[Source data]
▬▬▬▬▬▬▬▬▬▬
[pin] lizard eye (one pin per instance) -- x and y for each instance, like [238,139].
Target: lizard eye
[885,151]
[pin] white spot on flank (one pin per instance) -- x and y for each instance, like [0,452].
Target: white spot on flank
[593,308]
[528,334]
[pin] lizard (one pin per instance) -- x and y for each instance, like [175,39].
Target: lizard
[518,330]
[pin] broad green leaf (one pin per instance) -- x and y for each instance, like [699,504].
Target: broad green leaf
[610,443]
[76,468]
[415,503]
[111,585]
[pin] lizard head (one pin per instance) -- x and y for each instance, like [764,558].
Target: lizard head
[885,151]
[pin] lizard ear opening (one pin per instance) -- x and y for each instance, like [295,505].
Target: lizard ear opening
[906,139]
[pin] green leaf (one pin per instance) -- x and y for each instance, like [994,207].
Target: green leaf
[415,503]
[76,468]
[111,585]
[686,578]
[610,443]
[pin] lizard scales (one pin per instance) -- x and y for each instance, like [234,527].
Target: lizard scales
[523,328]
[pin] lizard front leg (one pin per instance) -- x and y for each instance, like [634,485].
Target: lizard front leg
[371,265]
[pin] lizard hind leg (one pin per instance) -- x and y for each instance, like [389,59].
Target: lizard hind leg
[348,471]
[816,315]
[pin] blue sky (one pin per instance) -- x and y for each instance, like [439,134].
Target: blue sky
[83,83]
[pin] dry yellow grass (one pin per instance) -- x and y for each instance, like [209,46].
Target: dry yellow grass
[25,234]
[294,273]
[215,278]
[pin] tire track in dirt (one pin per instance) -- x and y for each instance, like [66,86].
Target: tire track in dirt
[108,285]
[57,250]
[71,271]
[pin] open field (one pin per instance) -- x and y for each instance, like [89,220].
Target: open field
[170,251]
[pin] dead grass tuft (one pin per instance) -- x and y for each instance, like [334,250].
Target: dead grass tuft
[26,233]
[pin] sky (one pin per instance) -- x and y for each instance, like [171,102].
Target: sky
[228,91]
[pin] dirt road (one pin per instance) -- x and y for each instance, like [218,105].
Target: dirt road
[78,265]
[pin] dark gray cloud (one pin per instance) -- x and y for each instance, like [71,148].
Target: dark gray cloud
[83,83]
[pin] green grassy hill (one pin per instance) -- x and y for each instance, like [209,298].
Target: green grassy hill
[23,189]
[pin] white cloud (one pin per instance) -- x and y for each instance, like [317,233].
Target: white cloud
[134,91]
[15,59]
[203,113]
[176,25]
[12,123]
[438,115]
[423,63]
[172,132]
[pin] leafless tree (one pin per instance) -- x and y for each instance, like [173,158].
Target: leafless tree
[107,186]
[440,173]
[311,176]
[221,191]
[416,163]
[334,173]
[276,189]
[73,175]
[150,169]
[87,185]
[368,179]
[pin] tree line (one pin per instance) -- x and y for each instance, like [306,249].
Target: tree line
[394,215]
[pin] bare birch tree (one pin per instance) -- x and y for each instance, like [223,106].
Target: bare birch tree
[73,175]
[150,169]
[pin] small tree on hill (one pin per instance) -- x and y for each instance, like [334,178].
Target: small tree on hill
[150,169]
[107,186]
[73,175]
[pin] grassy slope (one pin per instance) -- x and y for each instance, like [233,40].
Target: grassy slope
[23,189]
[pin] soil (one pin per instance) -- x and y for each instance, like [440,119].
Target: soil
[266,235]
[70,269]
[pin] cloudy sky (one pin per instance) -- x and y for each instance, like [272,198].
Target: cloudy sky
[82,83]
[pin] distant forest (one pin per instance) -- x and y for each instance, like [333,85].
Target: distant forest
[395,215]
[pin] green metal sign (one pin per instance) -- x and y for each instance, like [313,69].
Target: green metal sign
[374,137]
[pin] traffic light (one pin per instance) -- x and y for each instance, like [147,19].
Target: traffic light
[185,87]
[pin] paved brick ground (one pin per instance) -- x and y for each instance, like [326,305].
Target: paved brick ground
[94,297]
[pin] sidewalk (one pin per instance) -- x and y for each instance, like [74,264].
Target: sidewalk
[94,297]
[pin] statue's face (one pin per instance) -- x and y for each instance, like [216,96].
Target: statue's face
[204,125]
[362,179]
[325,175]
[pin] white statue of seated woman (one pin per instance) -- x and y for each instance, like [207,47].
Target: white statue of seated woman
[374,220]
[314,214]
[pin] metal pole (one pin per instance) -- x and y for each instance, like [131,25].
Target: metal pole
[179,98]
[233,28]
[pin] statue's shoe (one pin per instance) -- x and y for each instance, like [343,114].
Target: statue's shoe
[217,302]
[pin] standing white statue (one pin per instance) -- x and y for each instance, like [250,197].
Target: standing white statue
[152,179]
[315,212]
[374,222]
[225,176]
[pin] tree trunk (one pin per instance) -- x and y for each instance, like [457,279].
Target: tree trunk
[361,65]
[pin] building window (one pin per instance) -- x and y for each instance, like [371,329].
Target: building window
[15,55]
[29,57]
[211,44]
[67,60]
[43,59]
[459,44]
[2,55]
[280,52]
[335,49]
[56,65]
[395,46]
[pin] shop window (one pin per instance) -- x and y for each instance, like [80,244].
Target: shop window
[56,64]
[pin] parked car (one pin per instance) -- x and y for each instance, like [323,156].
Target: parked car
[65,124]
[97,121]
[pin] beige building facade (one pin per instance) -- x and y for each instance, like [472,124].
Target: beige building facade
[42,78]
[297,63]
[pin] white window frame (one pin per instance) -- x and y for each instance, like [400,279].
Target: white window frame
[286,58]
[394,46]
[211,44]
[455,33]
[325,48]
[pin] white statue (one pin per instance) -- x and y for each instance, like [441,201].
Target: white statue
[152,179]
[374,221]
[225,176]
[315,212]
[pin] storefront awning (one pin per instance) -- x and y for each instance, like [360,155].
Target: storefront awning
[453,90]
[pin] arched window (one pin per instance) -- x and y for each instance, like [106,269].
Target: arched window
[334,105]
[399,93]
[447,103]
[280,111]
▬▬▬▬▬▬▬▬▬▬
Set down the records again, exactly.

[pin] lizard eye (one pin per instance) -- x and y for each instance, like [238,139].
Target: lizard eye
[885,151]
[pin] white spot on flank (one pin per instance) -- x and y for each instance, like [0,452].
Target: white spot on flank
[593,308]
[528,334]
[pin] lizard (one pin per instance) -- x and y for each instance, like [175,39].
Target: lizard
[518,330]
[pin] broad green leaf (one pin per instance) -- x and y for each instance, like [699,504].
Target: broad green leaf
[610,443]
[76,468]
[415,503]
[111,585]
[pin] lizard head (one pin per instance) -- x and y for each instance, like [764,558].
Target: lizard head
[885,151]
[pin] lizard ear opening (one pin per instance) -- x and y for each instance, like [295,505].
Target: lizard ear opening
[906,139]
[pin] green leaf (one pin per instance) -- x and y for each instance, like [994,207].
Target: green leaf
[415,503]
[76,468]
[111,585]
[686,578]
[610,443]
[pin] lizard scales (one pin per instance) -- x and y for each instance, like [234,527].
Target: lizard scales
[523,328]
[pin] lizard front leg (one pin per instance) -- x and y for each instance, like [634,485].
Target: lizard front leg
[371,265]
[pin] lizard hind leg (one pin per instance) -- x and y for each instance, like [389,59].
Target: lizard hind leg
[348,471]
[816,315]
[pin] blue sky (one pin per instance) -- x and y for each instance, like [439,134].
Target: blue sky
[83,83]
[pin] dry yellow grass (one pin per instance) -- x and y for each instance, like [209,46].
Target: dry yellow grass
[25,234]
[294,273]
[215,278]
[pin] tire track in dirt (one pin per instance) -- x and y for each instance, like [66,86].
Target: tire track in dirt
[108,285]
[57,250]
[71,271]
[pin] open field (one pin per instance) -- x and y for each instance, like [89,220].
Target: open field
[170,251]
[pin] dead grass tuft (one pin per instance) -- x and y for each instance, like [334,250].
Target: dead grass tuft
[26,233]
[pin] sky (one pin per instance) -- x and y for each instance, like [171,102].
Target: sky
[228,91]
[pin] dirt road (one pin per instance) -- x and y for each instance, like [218,105].
Target: dirt road
[78,265]
[pin] dark gray cloud (one pin per instance) -- x and y for each instance, like [71,148].
Target: dark gray cloud
[83,83]
[pin] green grassy hill (one pin per instance) -- x and y for each instance, like [209,298].
Target: green grassy hill
[23,189]
[pin] white cloud (one pin per instance) -- x and y for each instance, like [317,233].
Target: white cloud
[134,91]
[15,59]
[203,113]
[176,25]
[12,123]
[438,115]
[423,63]
[172,132]
[pin] leafless tree (one pin per instance) -- x and y for each instance, like [173,158].
Target: leafless tree
[107,186]
[440,173]
[311,176]
[221,191]
[416,163]
[334,173]
[276,189]
[73,175]
[150,169]
[87,185]
[368,179]
[pin] tree line (one pin per instance) -- x and y for each instance, like [306,249].
Target: tree line
[394,215]
[pin] bare birch tree (one pin per instance) -- x and y for each instance, like [223,106].
Target: bare birch tree
[73,175]
[150,169]
[pin] small tree on hill (one pin per instance) -- x and y for each instance, like [334,178].
Target: small tree on hill
[150,169]
[107,186]
[73,175]
[pin] grassy slope (one pin per instance) -- x and y for each instance, like [233,40].
Target: grassy slope
[23,189]
[pin] soil (one pin per instance) -- x and y for each instance, like [440,119].
Target: soil
[266,235]
[70,269]
[pin] cloudy sky (one pin per instance) -- x and y for each instance, like [272,198].
Target: cloudy sky
[82,83]
[pin] distant forest (one pin per instance) -- x and y for each instance, like [333,85].
Target: distant forest
[395,215]
[pin] green metal sign (one pin per instance) -- x and y for each instance, like [313,69].
Target: green metal sign
[374,137]
[pin] traffic light (one pin per instance) -- x and y for each instance, like [147,19].
Target: traffic light
[185,87]
[pin] paved brick ground (one pin per instance) -- x and y for each instance, like [326,305].
Target: paved brick ground
[94,297]
[pin] sidewalk (one pin per instance) -- x and y for each instance, like [74,264].
Target: sidewalk
[94,297]
[pin] statue's face (one pin per instance) -- x and y for each instance, like [216,96].
Target: statue's face
[204,125]
[362,179]
[325,175]
[pin] white statue of seated woman (one pin per instance) -- x and y for each instance, like [207,47].
Target: white statue of seated woman
[374,220]
[314,214]
[pin] metal pole (one pin per instance) -- x and y for each instance, like [131,25].
Target: metal pole
[179,98]
[233,28]
[pin] statue's shoe (one pin per instance) -- x and y for each instance, like [343,114].
Target: statue's shoe
[217,302]
[pin] standing white statue (one pin per instance) -- x and y for each instance, like [250,197].
Target: standing white statue
[152,179]
[315,212]
[374,222]
[225,176]
[pin] tree trunk (one pin per instance) -- x and y for each instance, like [457,279].
Target: tree trunk
[361,65]
[pin] building window (one pin per instance) -- x and y for each instance, like [371,329].
Target: building window
[15,55]
[29,57]
[211,44]
[67,60]
[43,59]
[459,44]
[2,55]
[280,52]
[335,49]
[56,65]
[395,46]
[pin] shop window (one pin per instance) -- x and y for each instance, like [80,244].
Target: shop window
[56,64]
[pin] parked car (one pin per instance) -- x and y for each instance, like [323,156].
Target: parked car
[65,124]
[97,121]
[pin] beige building facade (one pin per instance) -- x and y for each instance, like [472,124].
Target: beige building facade
[42,78]
[297,63]
[pin] white window frame (one pin per instance) -- x and y for each instance, like [400,279].
Target: white window frame
[286,58]
[394,46]
[211,44]
[455,33]
[325,48]
[pin] white statue (one pin per instance) -- x and y for each instance, like [441,201].
Target: white statue
[152,179]
[374,221]
[225,176]
[315,212]
[pin] storefront awning (one pin per instance) -- x and y for each instance, like [360,155].
Target: storefront awning
[453,90]
[pin] arched window (one pin per instance) -- x and y for each instance, like [106,269].
Target: arched window
[334,105]
[399,93]
[447,103]
[280,111]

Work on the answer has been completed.